• [EXERCISE INSTRUCTIONS]:
**1)** List every statute or code article the court opinion excerpt cites, giving each article number on its own.
**2)** Answer these from the court opinion excerpt:
(a) What does a partial assignment or partial sublease of a mineral lease not do?
(b) When is no showing of irreparable injury required for injunctive relief?
(c) How many assignments of error have the Connells advanced?
**3)** Proceed with the court opinion excerpt, picking up after its last sentence.

• [PROVIDED PASSAGE]:
The lessee does not owe a fiduciary obligation to his lessor, but is bound to perform the contract in good faith and to develop the property leased as a reasonably prudent operator for the mutual benefit of himself and his lessor. La.R.S. 31:122; Dawes v. Hale, 421 So.2d 1208 (La.App. 2d Cir. 1982), and citations therein. The partial assignment or partial sublease of a mineral lease does not divide the mineral lease. La.R.S. 31:130. The obligations created by mineral lease, like the obligations imposed by mineral servitudes, cannot be divided in a manner which might impose a greater burden on the leased premises (or on the servient estate). See C.C. arts. 652, 747.
Injunction, a provisional remedy, shall issue "in cases where irreparable injury, loss, or damage may otherwise result to the applicant, or in other cases specifically provided by law." La.C.C.P. art. 3601. No showing of irreparable injury is required, however, when the owner of real property seeks injunctive relief against a trespasser. La.C.C.P. art. 3663; Adcock v. Marshall Exploration Inc., 434 So.2d 471 (La.App. 2d Cir. 1983), and citations therein.
Discussion
The Connells have advanced four assignments of error. The first contests the District Court's analysis of the Connell lease; the other three address various evidentiary matters at trial. Because we find merit in the first assignment, we pretermit any consideration of the remainder.

• [DATA ENTRIES]:
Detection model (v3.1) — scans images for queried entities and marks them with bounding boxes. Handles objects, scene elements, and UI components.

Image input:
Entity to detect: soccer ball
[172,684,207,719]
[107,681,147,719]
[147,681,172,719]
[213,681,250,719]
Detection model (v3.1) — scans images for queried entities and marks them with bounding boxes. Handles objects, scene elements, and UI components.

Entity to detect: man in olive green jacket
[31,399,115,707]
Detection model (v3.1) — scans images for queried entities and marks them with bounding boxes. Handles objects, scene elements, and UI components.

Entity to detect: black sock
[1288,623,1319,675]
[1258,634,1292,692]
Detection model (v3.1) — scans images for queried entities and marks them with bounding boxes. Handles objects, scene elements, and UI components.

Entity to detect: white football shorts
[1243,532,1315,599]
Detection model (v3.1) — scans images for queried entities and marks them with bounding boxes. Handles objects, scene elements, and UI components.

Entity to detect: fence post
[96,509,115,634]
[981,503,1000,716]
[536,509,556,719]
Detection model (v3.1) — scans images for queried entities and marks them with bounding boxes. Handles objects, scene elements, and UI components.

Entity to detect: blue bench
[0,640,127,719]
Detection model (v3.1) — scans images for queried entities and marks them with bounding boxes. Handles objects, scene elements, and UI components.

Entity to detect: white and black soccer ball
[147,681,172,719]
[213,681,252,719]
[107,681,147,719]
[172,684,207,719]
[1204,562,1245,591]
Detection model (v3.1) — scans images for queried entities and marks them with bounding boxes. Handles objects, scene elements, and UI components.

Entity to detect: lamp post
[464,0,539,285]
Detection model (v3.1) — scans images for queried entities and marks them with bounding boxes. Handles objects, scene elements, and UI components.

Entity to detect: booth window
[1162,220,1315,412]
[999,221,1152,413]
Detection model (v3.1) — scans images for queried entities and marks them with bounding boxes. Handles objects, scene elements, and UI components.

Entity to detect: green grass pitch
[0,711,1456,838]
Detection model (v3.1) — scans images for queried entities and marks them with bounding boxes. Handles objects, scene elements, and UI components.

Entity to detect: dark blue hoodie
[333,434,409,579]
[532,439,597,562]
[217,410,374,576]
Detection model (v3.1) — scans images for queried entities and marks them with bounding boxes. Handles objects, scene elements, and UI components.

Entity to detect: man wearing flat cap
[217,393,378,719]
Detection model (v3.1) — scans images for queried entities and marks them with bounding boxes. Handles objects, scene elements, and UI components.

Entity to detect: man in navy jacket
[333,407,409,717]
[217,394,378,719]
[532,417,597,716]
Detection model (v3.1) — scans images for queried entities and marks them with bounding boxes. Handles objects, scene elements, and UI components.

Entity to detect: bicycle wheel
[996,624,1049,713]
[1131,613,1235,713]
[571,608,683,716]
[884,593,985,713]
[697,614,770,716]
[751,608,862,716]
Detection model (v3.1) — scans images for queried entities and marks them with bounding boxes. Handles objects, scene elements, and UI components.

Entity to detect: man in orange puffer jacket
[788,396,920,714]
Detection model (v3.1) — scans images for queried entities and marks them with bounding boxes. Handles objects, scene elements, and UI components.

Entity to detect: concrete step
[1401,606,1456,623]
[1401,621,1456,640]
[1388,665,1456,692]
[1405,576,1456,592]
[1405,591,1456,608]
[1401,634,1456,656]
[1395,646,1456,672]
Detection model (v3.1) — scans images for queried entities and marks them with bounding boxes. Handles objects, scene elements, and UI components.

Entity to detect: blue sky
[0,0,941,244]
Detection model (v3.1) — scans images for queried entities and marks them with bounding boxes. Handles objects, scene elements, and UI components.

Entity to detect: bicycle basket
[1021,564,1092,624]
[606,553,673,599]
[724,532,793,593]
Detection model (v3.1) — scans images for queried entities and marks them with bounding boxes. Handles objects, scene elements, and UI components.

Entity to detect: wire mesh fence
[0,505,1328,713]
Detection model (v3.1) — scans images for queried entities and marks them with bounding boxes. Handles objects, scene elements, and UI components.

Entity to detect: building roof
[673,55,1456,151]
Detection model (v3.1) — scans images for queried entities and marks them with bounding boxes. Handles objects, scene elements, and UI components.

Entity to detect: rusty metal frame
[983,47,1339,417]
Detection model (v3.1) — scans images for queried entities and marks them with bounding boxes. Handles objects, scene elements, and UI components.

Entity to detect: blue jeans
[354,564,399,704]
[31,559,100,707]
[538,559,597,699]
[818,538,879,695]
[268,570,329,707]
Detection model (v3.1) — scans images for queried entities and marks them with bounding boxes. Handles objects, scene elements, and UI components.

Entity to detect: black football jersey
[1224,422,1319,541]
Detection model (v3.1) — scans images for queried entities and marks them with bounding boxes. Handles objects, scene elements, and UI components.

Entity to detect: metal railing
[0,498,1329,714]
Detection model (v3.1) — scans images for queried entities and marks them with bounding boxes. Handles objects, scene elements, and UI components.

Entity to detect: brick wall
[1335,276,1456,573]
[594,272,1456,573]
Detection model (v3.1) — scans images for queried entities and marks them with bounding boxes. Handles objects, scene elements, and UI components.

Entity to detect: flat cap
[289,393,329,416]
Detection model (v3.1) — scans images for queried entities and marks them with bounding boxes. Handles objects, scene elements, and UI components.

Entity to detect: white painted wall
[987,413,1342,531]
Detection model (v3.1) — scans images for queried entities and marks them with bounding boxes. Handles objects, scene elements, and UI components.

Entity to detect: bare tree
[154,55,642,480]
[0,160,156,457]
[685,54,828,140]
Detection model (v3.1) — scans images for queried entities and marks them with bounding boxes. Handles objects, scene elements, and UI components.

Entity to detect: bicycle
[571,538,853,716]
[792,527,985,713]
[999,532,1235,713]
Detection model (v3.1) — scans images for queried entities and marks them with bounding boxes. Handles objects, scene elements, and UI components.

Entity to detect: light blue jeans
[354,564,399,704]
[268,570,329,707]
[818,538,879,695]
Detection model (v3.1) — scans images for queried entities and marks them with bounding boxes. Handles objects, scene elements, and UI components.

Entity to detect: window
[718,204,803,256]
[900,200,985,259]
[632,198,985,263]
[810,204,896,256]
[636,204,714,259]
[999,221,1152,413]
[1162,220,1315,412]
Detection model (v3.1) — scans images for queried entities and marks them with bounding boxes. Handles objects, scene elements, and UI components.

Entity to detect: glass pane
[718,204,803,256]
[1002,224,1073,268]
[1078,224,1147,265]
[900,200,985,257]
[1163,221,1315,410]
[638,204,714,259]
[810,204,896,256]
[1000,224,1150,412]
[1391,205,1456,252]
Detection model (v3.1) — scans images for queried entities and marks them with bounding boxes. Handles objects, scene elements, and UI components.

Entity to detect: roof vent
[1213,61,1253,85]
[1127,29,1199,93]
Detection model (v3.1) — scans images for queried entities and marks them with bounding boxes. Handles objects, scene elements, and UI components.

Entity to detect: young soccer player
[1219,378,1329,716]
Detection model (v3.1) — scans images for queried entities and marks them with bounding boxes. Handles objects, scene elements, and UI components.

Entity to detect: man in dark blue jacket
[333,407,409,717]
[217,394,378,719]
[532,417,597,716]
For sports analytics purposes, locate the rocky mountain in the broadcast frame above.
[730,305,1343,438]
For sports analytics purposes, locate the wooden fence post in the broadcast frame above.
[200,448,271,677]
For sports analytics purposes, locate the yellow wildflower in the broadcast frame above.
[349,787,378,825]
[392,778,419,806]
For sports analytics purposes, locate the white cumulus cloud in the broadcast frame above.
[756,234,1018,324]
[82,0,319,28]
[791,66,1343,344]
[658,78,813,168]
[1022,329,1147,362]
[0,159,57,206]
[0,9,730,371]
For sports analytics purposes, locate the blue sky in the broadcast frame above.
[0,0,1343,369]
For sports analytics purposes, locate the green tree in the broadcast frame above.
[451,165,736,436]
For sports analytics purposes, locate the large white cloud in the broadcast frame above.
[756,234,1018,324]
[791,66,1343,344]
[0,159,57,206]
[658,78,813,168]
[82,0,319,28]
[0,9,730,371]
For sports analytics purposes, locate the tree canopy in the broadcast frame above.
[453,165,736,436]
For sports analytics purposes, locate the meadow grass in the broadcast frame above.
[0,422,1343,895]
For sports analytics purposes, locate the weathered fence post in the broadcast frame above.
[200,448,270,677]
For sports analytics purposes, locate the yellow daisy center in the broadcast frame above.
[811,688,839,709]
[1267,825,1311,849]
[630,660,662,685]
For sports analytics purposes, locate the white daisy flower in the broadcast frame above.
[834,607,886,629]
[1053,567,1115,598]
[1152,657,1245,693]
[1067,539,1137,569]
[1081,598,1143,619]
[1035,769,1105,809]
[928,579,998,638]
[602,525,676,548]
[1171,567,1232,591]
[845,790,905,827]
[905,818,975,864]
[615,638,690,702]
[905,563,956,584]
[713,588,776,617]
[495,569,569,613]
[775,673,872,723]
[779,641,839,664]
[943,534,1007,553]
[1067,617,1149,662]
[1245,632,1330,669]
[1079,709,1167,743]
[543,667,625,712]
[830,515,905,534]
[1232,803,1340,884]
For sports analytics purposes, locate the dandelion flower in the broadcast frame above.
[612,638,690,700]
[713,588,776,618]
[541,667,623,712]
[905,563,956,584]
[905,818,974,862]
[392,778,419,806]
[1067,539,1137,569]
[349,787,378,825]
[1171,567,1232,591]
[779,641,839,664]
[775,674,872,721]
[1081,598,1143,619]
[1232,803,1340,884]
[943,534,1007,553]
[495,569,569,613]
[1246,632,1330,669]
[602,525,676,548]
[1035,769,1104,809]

• [IN RESPONSE]:
**1)**
La.R.S. 31:122
La.R.S. 31:130
C.C. art. 652
C.C. art. 747
La.C.C.P. art. 3601
La.C.C.P. art. 3663

**2)**
(a) It does not divide the mineral lease.
(b) When the owner of real property seeks injunctive relief against a trespasser.
(c) Four.

**3)**
The Connells urge the court committed legal error by interpreting the "adjacent lands" clause to authorize Kelley to build a road on the leased property, when Kelley was not also exploring or operating on the leased property. They contend that the two references to adjacent lands in ¶ 1 of the Connell lease (highlighted in the text above) compel the conclusion that the lessee may build a road across the leased property and onto adjacent property, but only if that property is also owned by the lessor. They assert that it is contrary to the spirit of the lease to let Kelley use the tract for a road that has "nothing whatsoever to do with" the operation of the leased premises, and is in fact detrimental to it.
We do not agree that the lease language must be construed to prohibit the lessee from building a road on the leased premises unless the adjacent premises is also owned by the lessor; such an analysis would appear to conflict with the positive provision for "constructing roads and bridges." However, the duty of mutual benefit under R.S. 31:122 is a matter of public policy governing the burden that real rights may impose on the property. The duty may be contractually defined, but not abrogated. Dawes v. Hale, supra. The instant "adjacent lands" clause does not express a clear and unambiguous intent of the parties to define mutual benefit as it relates to the use of leased premises as access, and nothing more, to adjacent lands. In light of the contract language, the implied obligation of R.S. 31:122 and the unique factual circumstances presented, we find that it was incumbent upon Kelley to demonstrate, by a preponderance of the evidence, what benefit (if any) accrued to the Connells from Kelley's use of the surface for no other purpose than as a road to the Crichton tract.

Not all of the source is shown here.